▶ **TEXTO FORNECIDO**
□ □ □ □ □

MARCOS AUGUSTO GONÇALVES
EDITOR DE DOMINGO

O motorista de táxi pede autorização para ligar o rádio. Concedo e logo estamos ouvindo, ao vivo, o depoimento de Guilherme de Pádua.
São Paulo passa pela janela chuvosa enquanto o acusado relata os momentos que se seguiram à morte de Daniella Perez.
Pádua recheia a narrativa com detalhes. Reproduz diálogos, emoções, gestos. Tudo é repetido, de forma simplificada, pelo juiz, que pede mais objetividade.
Perdido na monotonia do depoimento, revisito mentalmente o país da época do crime. Um país em transe: o grande circo do impeachment de Collor, as incertezas econômicas e o assassinato com ingredientes espetaculares.
Um amigo suíço, que então visitava o Brasil pela primeira vez, não escondia seu espanto. Acostumado à sólida estabilidade de seu belo, rico e agradável país, divertia-se com a grande confusão desse enlouquecido gigante tropical. "Nada mau para vocês jornalistas."
Mas o fato é que as coisas mudam. Não estamos na Suíça, mas a realidade vai-se tornando mais previsível.

□ □ □ □ □

▶ **DADOS PARA PROCESSAMENTO**

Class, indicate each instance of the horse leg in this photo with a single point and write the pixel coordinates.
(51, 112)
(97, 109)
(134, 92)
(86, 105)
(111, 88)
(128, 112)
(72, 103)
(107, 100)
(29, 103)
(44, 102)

□ □ □ □ □

▶ **LISTA DE EXERCÍCIOS**
1 – Expresse todas as linhas dos dados para processamento como um CSV de duas colunas, "enunciado" e "resposta", com uma linha do CSV para cada enunciado e sua respectiva resposta. Coloque cada campo entre aspas e substitua as quebras de linha por espaços.
2 – Dê continuidade ao texto sobre o depoimento de Guilherme de Pádua, começando após a última frase apresentada.
O texto e as linhas constituem materiais independentes entre si.

▶ **RESPOSTAS DO EXERCÍCIO**
1 –
enunciado,resposta
"Class, indicate each instance of the horse leg in this photo with a single point and write the pixel coordinates.","(51, 112) (97, 109) (134, 92) (86, 105) (111, 88) (128, 112) (72, 103) (107, 100) (29, 103) (44, 102)"

2 –
A estabilidade econômica, a queda do bloco socialista, a crescente consolidação do consenso neocapitalista e o desejo de otimismo que parece atravessar a sociedade estão levando a imprensa a repensar suas opções.
As discussões estão em curso e delas participam, também, jornalistas de outros países.
Os problemas que o jornalismo passou a enfrentar no Brasil já se manifestavam nos EUA e na Europa. Afinal, o que querem os leitores? Qual a função do jornal nesse mundo de individualismos e passividades, cheio de novas mídias e facilidades de informação?
Semana passada, de volta ao Brasil, já falando bom português, meu amigo suíço perguntava-me sobre o jornalismo brasileiro nessa nova fase do país.
"Está indo tudo bem", desconversei.
"Mas daqui a pouco vamos estar dando manchetes para a vaca que pulou a cerca."